• _Instrução dada 1_
Mostre cada linha dos registros em que aparece a palavra "pillow".

• _Trecho_
═══

O Direito não pode ficar ao largo dessas transformações, sendo forçado a admitir, pelas circunstâncias atuais, que o antigo dualismo Estado e indivíduo deu lugar a uma visão publicista do Direito, onde se verifica o privilégio do interesse coletivo frente ao interesse individual. Somente esta nova concepção do Direito é capaz de satisfazer as demandas de massa, proveniente das sociedades de massa, onde ocorrem as chamadas lesões de massa.

O caráter universalizante do Direito compõe a agenda do dia, onde o Estado deve interferir na regulação das relações entre seus jurisdicionados, com ênfase na preocupação social, na proteção substancial dos direitos humanos e na efetividade dos direitos fundamentais constitucionalizados.

A litigiosidade de massa reclama uma resposta jurisdicional coletiva como forma de efetivamente inibir, em tempo razoável, as lesões da coletividade enquanto interesse público, ou seja, enquanto lesões que extrapolam os interesses meramente individuais, que põem em risco a preservação harmoniosa da sociedade na realização de seus objetivos constitucionais.

═══

• _Dados extraídos_
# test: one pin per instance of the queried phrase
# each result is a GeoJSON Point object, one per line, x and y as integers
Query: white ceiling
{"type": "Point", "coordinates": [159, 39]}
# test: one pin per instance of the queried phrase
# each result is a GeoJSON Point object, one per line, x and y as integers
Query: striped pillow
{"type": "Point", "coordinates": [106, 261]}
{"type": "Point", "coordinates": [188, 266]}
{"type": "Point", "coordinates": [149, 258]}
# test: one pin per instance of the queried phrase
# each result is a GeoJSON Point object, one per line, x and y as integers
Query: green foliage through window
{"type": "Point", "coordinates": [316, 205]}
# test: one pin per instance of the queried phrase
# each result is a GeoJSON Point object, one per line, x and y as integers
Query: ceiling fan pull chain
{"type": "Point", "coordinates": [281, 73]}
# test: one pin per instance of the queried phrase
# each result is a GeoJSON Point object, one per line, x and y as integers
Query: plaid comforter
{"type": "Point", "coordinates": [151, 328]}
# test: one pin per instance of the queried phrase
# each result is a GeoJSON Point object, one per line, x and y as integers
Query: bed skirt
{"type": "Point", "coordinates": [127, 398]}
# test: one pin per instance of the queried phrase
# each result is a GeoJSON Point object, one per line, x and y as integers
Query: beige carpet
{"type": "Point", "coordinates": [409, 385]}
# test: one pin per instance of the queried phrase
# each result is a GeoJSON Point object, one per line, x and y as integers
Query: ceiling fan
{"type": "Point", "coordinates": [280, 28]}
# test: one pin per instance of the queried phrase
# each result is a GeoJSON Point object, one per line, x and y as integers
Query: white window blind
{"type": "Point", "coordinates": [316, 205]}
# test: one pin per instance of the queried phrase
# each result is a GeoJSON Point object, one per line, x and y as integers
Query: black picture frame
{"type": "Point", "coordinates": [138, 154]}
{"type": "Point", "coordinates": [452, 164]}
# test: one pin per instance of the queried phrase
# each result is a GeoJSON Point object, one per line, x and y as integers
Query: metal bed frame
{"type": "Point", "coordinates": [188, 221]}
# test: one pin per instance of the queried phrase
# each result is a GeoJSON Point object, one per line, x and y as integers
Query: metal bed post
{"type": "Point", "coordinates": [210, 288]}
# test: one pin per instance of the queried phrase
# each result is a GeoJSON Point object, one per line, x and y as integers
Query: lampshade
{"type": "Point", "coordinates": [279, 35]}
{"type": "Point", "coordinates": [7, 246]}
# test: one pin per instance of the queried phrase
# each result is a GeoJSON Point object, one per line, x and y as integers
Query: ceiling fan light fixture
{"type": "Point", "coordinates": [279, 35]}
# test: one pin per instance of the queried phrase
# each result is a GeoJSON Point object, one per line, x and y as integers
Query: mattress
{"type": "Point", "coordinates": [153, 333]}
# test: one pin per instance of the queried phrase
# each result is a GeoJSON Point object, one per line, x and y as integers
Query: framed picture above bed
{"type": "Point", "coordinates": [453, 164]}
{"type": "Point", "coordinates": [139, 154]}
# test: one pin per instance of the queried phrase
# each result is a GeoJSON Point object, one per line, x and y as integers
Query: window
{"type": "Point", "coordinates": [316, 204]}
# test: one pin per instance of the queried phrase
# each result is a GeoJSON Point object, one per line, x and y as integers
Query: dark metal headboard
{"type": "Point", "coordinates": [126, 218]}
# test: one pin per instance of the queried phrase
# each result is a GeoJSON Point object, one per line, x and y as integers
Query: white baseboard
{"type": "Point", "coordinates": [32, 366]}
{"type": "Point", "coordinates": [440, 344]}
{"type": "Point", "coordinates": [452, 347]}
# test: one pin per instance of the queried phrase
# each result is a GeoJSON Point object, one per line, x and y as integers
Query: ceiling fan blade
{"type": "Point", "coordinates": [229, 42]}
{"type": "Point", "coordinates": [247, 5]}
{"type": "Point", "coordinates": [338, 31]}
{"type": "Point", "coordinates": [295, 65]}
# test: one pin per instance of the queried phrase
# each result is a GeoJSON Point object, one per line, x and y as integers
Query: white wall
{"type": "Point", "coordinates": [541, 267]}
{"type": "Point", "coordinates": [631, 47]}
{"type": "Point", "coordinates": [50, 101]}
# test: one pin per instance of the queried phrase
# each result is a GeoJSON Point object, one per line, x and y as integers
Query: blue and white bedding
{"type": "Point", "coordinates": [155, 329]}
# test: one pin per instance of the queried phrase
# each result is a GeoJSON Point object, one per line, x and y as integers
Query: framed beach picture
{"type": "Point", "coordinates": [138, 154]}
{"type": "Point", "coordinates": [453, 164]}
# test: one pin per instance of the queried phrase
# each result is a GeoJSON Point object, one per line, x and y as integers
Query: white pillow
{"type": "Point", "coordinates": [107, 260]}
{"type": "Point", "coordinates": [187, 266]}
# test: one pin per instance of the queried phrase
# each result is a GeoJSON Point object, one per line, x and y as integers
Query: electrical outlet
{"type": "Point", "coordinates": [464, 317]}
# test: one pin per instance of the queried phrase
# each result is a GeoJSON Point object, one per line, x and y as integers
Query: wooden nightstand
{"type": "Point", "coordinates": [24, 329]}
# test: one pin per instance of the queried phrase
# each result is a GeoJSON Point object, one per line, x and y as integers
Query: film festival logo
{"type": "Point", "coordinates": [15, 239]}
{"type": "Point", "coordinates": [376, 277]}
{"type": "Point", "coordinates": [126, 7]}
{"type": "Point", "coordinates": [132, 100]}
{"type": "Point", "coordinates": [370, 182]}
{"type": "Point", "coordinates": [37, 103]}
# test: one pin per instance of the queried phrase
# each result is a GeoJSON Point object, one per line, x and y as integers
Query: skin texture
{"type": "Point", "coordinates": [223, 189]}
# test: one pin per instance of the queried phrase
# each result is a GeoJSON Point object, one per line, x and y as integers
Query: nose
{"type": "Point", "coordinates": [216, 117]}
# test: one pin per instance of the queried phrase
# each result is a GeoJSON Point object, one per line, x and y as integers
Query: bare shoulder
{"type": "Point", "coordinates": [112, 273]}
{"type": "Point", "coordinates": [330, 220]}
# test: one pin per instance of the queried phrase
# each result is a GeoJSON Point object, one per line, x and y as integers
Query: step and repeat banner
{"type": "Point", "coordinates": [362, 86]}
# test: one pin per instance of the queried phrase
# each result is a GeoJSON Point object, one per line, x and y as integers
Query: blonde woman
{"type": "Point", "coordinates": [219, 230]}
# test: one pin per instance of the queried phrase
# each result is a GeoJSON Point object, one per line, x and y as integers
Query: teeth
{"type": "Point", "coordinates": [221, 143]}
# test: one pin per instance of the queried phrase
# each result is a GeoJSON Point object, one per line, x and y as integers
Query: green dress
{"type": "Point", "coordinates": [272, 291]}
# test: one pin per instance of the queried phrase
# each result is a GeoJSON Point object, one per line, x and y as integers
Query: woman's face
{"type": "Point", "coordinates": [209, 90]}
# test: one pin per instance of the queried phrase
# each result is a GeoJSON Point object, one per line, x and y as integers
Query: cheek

═══

• _Instrução dada 2_
Por favor, dê seguimento ao texto sobre o Direito e a litigiosidade de massa a partir do ponto em que ele termina.

• _Resposta do exercício 1_
Query: striped pillow
Query: white pillow

• _Resposta do exercício 2_
Segundo Fredie Didier Jr. “...As ações coletivas tem, em geral, duas justificativas atuais de ordem sociológica e política: a primeira, mais abrangente, revela-se no princípio de acesso à Justiça; a segunda, de política judiciária, no princípio da economia processual...”1.

Disse o mesmo autor que as motivações políticas mais comuns respondem à redução dos custos materiais e econômicos da justiça que, dentre outros, aponta a segurança jurídica “...decorrente do atingimento das pretensões constitucionais de uma justiça mais célere e efetiva...”2. Quanto às motivações sociológicas, estas revelam-se pelo controle das demandas em massa, cuja resposta do Poder Judiciário deve obedecer a mesma dimensão coletiva.

A necessária proteção dos direitos coletivos de grupos, categorias ou classe de pessoas ressalta a preocupação doutrinária e legislativa na identificação dos mesmos e nas formas jurisdicionais de sua proteção. Entretanto, mister que se ressalte a diferença entre a dimensão coletiva do Direito e os mecanismos de sua proteção.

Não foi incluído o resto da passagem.